>> Start SUPPLIED RECORDS

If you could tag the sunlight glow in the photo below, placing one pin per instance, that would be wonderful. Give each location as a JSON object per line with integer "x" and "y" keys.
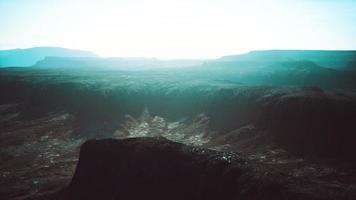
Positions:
{"x": 178, "y": 28}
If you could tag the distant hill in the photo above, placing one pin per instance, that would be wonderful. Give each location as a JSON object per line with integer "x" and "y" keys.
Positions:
{"x": 28, "y": 57}
{"x": 325, "y": 58}
{"x": 114, "y": 63}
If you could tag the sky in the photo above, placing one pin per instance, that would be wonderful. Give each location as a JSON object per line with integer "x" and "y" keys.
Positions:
{"x": 178, "y": 28}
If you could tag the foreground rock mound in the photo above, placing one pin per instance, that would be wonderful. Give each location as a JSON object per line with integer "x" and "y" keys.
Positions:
{"x": 156, "y": 168}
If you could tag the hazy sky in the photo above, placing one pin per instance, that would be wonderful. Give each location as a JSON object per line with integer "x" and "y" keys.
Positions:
{"x": 178, "y": 28}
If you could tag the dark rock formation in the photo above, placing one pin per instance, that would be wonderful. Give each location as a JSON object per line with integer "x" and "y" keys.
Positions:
{"x": 155, "y": 168}
{"x": 313, "y": 123}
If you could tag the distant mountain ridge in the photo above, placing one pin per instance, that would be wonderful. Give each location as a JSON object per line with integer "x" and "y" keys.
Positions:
{"x": 28, "y": 57}
{"x": 325, "y": 58}
{"x": 114, "y": 63}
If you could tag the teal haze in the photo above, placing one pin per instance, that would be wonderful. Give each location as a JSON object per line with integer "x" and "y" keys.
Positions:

>> End SUPPLIED RECORDS

- **STATED PROBLEM**: Rewrite the entries above as a Markdown table with a "Row" column for the row number and a "Line" column for the text, with one line per row and blank lines left out. Leave the pictures out of the table.

- **WRITTEN REPLY**:
| Row | Line |
|---|---|
| 1 | If you could tag the sunlight glow in the photo below, placing one pin per instance, that would be wonderful. Give each location as a JSON object per line with integer "x" and "y" keys. |
| 2 | Positions: |
| 3 | {"x": 178, "y": 28} |
| 4 | If you could tag the distant hill in the photo above, placing one pin per instance, that would be wonderful. Give each location as a JSON object per line with integer "x" and "y" keys. |
| 5 | Positions: |
| 6 | {"x": 28, "y": 57} |
| 7 | {"x": 325, "y": 58} |
| 8 | {"x": 114, "y": 63} |
| 9 | If you could tag the sky in the photo above, placing one pin per instance, that would be wonderful. Give each location as a JSON object per line with integer "x" and "y" keys. |
| 10 | Positions: |
| 11 | {"x": 178, "y": 28} |
| 12 | If you could tag the foreground rock mound in the photo above, placing one pin per instance, that would be wonderful. Give each location as a JSON object per line with integer "x" and "y" keys. |
| 13 | Positions: |
| 14 | {"x": 156, "y": 168} |
| 15 | If you could tag the hazy sky in the photo above, placing one pin per instance, that would be wonderful. Give each location as a JSON object per line with integer "x" and "y" keys. |
| 16 | Positions: |
| 17 | {"x": 178, "y": 28} |
| 18 | If you could tag the dark rock formation in the photo above, placing one pin per instance, that would be wonderful. Give each location as a JSON object per line with integer "x" and "y" keys. |
| 19 | Positions: |
| 20 | {"x": 155, "y": 168} |
| 21 | {"x": 313, "y": 123} |
| 22 | If you could tag the distant mountain ridge in the photo above, placing one pin per instance, that would be wonderful. Give each location as a JSON object per line with integer "x" and "y" keys. |
| 23 | Positions: |
| 24 | {"x": 28, "y": 57} |
| 25 | {"x": 325, "y": 58} |
| 26 | {"x": 114, "y": 63} |
| 27 | If you could tag the teal haze in the photo above, placing one pin per instance, that would be wonderful. Give each location as a JSON object per line with integer "x" and "y" keys. |
| 28 | Positions: |